--- GIVEN TEXT ---
/---

I cover this dynamic extensively in The Crypto Capitalist Letter, a long with a tactical focus on publicly traded crypto stocks. Get the overall investment / macro thesis free when you subscribe to the Bombthrower mailing list, or try the premium service for a month with our fully refundable trial offer.
> The way I see it, the tension in liberal democracies between nation states and network states will be played out through their respective monetary systems
Missing one:
– Decentralized stablecoins built on eurodollar (re: Eurodollar University w/ Jeffrey P. Snider and Emil Kalinowski) principals applied on chain.
I think the SEC lawsuit against LBRY, which seeks to make all crypto a security, including ETH and BTC, plus the combined IRS/SEC/FBI action against Free Talk Live, to make all sellers of crypto unlicensed money transmitters and money launderers, shows where the US government is going.
Where there be network states, there be network wars.
I think you underestimate the ability of the US government to control or marginalize cryptocurrency simply by banning the conversion of USD to/from crypto. This would create a shadow economy out of the crypto ecosystem (some might argue it already is a shadow economy), and it might continue to exist. However, today the adoption of crypto by the masses and the ease-of-use of crypto transactional tools are not ready to support abandonment of the familiar fiat system. There are still too many transactions that cannot easily be accomplished using cryptocurrency.

\---

--- WHAT IS BEING ASKED ---
Resume the text on cryptocurrency and US government control, continuing from its last sentence.

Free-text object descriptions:
/---

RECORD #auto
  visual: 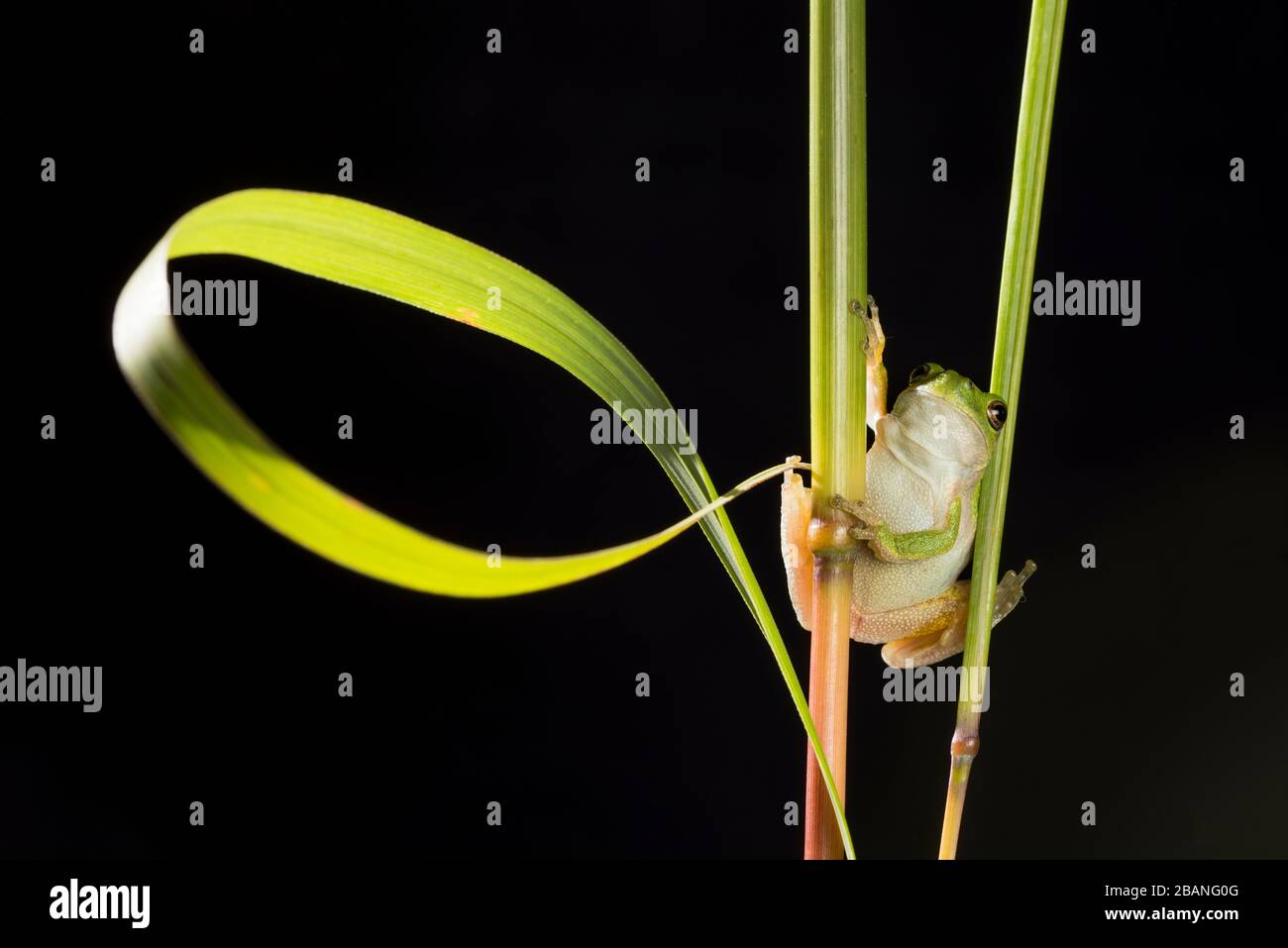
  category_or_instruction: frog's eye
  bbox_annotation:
[984,400,1006,432]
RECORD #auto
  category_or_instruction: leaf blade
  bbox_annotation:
[112,190,853,857]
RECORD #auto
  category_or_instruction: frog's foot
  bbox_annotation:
[831,493,883,540]
[863,296,888,432]
[863,295,885,366]
[993,559,1038,626]
[780,455,814,629]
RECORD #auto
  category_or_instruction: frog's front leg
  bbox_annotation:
[780,455,814,629]
[832,494,962,563]
[865,561,1037,669]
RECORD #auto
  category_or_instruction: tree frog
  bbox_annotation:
[782,297,1037,668]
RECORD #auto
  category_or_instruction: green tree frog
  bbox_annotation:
[782,300,1037,668]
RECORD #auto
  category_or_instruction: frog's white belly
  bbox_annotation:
[851,438,975,616]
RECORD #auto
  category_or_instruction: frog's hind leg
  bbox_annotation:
[850,582,970,668]
[854,561,1037,669]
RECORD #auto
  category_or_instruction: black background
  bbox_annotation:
[0,0,1288,895]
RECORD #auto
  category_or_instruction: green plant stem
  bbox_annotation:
[939,0,1068,859]
[805,0,868,859]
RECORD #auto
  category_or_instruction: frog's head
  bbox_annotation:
[892,362,1006,472]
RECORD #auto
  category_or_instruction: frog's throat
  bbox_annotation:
[881,415,984,483]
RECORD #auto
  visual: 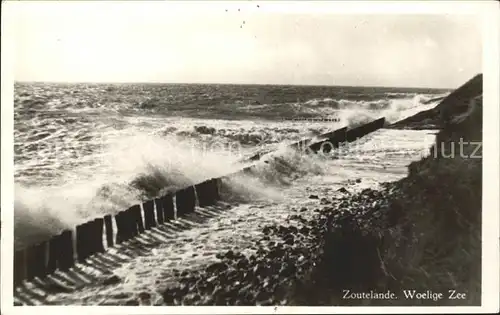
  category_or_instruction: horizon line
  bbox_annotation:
[14,80,457,91]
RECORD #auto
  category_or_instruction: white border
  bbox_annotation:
[1,1,500,314]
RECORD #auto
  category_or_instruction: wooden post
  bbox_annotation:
[14,249,26,287]
[125,207,139,240]
[26,242,47,280]
[211,178,222,201]
[76,222,92,262]
[94,218,104,253]
[58,230,75,271]
[154,198,165,225]
[115,211,127,244]
[142,200,156,230]
[161,194,175,222]
[175,186,196,217]
[194,180,212,208]
[47,234,61,274]
[104,214,114,247]
[130,205,144,234]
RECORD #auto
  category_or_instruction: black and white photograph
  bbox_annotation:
[1,1,499,314]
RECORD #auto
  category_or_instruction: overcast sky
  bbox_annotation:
[9,1,482,88]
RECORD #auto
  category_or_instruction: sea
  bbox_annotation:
[14,82,449,246]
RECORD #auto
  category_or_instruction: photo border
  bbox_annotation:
[0,1,500,314]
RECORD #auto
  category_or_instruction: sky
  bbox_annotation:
[6,1,482,88]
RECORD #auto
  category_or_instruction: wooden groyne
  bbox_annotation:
[14,118,385,287]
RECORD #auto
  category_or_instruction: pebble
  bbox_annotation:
[157,184,398,305]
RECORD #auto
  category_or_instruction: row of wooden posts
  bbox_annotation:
[247,117,385,161]
[14,178,221,285]
[14,118,385,285]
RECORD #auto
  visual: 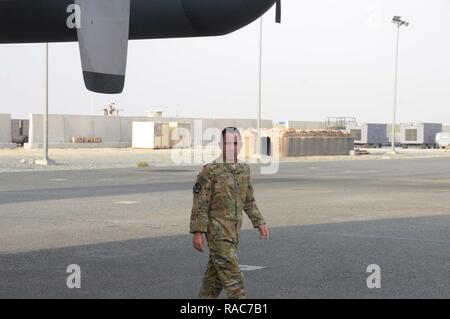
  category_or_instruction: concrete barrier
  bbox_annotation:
[0,113,16,148]
[275,137,354,156]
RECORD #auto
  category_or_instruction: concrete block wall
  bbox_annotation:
[25,114,272,148]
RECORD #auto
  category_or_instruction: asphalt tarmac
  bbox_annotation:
[0,158,450,298]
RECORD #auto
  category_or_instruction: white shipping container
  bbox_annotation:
[132,122,170,149]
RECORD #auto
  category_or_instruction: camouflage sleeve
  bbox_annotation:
[244,165,265,228]
[189,166,212,234]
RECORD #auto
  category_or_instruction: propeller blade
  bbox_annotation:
[75,0,130,94]
[275,0,281,23]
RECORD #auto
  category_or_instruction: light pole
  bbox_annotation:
[391,16,409,154]
[256,17,263,160]
[35,42,55,166]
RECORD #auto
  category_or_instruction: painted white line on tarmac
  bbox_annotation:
[239,265,266,271]
[114,201,139,205]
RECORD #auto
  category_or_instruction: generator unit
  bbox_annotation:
[346,123,389,147]
[400,123,442,148]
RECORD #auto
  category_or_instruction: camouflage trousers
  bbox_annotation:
[198,240,246,299]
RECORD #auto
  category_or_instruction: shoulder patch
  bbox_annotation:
[192,183,202,194]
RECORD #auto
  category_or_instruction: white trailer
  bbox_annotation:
[436,132,450,148]
[346,123,389,147]
[400,123,442,148]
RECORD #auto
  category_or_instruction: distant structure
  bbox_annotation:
[103,101,123,116]
[325,116,356,130]
[145,111,163,117]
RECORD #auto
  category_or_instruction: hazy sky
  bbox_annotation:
[0,0,450,123]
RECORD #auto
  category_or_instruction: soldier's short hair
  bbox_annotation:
[222,126,242,143]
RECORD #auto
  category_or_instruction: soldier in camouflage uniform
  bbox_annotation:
[190,128,269,299]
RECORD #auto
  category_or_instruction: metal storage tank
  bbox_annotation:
[346,123,389,147]
[169,122,192,148]
[400,123,442,148]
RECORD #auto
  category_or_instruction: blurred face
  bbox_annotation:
[220,132,242,163]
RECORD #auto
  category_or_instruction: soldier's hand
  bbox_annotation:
[192,233,204,251]
[258,224,269,239]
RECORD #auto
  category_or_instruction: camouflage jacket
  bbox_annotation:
[190,161,265,242]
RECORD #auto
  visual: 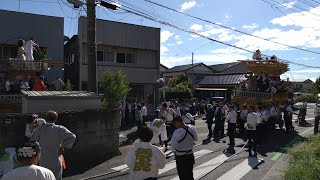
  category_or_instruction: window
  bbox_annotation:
[104,52,114,62]
[126,54,135,64]
[117,53,126,63]
[97,51,103,61]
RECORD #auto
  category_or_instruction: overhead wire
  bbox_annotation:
[145,0,320,55]
[146,0,192,54]
[107,0,320,68]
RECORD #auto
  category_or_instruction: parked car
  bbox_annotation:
[313,99,320,117]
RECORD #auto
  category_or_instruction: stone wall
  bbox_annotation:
[0,110,120,164]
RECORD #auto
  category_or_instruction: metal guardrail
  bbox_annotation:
[0,94,22,104]
[9,60,41,71]
[0,59,42,71]
[235,91,287,99]
[235,91,271,99]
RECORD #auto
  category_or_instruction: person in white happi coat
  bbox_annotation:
[30,110,76,180]
[149,117,168,145]
[125,126,167,180]
[24,114,46,138]
[1,142,56,180]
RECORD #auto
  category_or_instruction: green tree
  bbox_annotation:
[165,83,192,100]
[101,70,130,109]
[312,76,320,94]
[64,79,74,91]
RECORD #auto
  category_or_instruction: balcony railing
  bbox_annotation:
[235,91,287,99]
[0,94,22,104]
[0,59,42,71]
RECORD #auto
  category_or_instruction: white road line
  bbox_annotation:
[111,164,129,171]
[111,149,213,174]
[159,149,213,175]
[171,154,229,180]
[218,157,263,180]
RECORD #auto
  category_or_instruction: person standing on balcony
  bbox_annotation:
[33,76,48,91]
[17,39,26,61]
[24,37,39,61]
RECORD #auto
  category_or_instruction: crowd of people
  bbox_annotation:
[1,110,76,180]
[0,76,65,94]
[126,97,304,180]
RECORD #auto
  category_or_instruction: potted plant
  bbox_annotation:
[101,70,130,110]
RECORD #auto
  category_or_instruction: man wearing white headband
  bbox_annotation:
[1,142,56,180]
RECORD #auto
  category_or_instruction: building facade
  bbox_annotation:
[0,10,64,84]
[65,17,160,102]
[292,79,313,92]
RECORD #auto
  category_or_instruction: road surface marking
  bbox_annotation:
[111,149,213,174]
[171,154,229,180]
[159,149,213,174]
[111,164,129,171]
[218,157,263,180]
[271,127,313,161]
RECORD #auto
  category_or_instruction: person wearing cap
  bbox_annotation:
[149,117,168,146]
[25,114,46,138]
[213,102,226,140]
[1,142,56,180]
[206,104,214,138]
[33,76,48,91]
[239,105,248,134]
[247,106,258,156]
[171,116,198,180]
[125,126,167,180]
[226,104,238,147]
[30,110,76,180]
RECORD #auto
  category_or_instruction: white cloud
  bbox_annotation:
[224,14,232,20]
[161,31,173,43]
[180,1,197,11]
[282,2,296,9]
[160,53,247,68]
[242,23,259,30]
[160,45,169,55]
[177,41,183,45]
[190,24,202,31]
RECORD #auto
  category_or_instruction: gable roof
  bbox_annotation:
[199,74,246,85]
[165,63,213,73]
[160,63,169,70]
[210,62,240,72]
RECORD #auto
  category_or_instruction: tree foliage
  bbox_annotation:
[162,73,192,100]
[168,73,192,89]
[101,70,130,109]
[312,76,320,94]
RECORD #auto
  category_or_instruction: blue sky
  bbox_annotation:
[0,0,320,80]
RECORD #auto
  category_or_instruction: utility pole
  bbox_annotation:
[87,0,97,93]
[67,0,117,93]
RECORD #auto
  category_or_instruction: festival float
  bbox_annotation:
[232,50,291,106]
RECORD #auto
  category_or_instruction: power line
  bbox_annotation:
[109,1,320,68]
[275,7,320,39]
[145,0,320,54]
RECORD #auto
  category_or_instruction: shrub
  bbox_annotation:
[284,135,320,180]
[101,70,130,109]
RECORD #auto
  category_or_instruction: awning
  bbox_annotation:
[196,88,227,91]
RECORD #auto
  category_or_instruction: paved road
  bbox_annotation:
[66,104,314,180]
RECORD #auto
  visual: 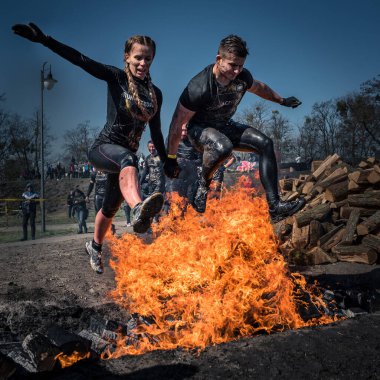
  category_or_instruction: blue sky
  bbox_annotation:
[0,0,380,157]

\---

--- EXERCISE ANSWER ---
Behind Door #3
China 1) ends speculation in its economy 2) moves to a true market based economy 3) gets its people ready for hard times 4) rolls out its Crypto Currency and 5) backs its crypto currency with gold. Which would you rather own? a) Dollars being printed by the trillions b) Bitcoin that is correlated with U.S stock market c) grossly overvalued treasury bonds d) grossly overvalued stock market e) china's crypto currency or f) gold. Will the rest of the world have to go back to a true market based economy? Will interest rates be market based instead of central bank based?
China is an absolute dictatorship with a centrally controlled command economy, where all transactions will be mediated by a social credit system.
It’s impossible to invest in anything Chinese or own “assets” there because they observe neither human rights nor property rights. Especially of foreigners (even owning Chinese stocks from here in the west confers no shareholder rights. They are SDRs, not shares).
Curious here, FDR outlawed owning gold in the 30s and people complied. And the US didn’t go “full China” to do it. How would banning crypto be different this time? To the point above, converting it into USD could be traced or banned with serious penalties; not to mention that the FBI can trace transactions. Mark, I want to better understand the practical details of your argument around the inability of the US to ban crypto, what am I missing?
In the case of the gold ban, it was legal tender and it was ostensibly exchanged for fiat. The equivalent today would be the US Gov buying everybody's Bitcoin and then keeping it themselves.
Further, of the circulating gold in the population, only about 50% of the citizenry complied. A lot of it was moved, first to Canada and then overseas. What will the compliance rate be today when government approval is at all time lows (especially compared to FDR) and people don’t need to somehow physically transport their bullion across borders when they can practically think it across the globe?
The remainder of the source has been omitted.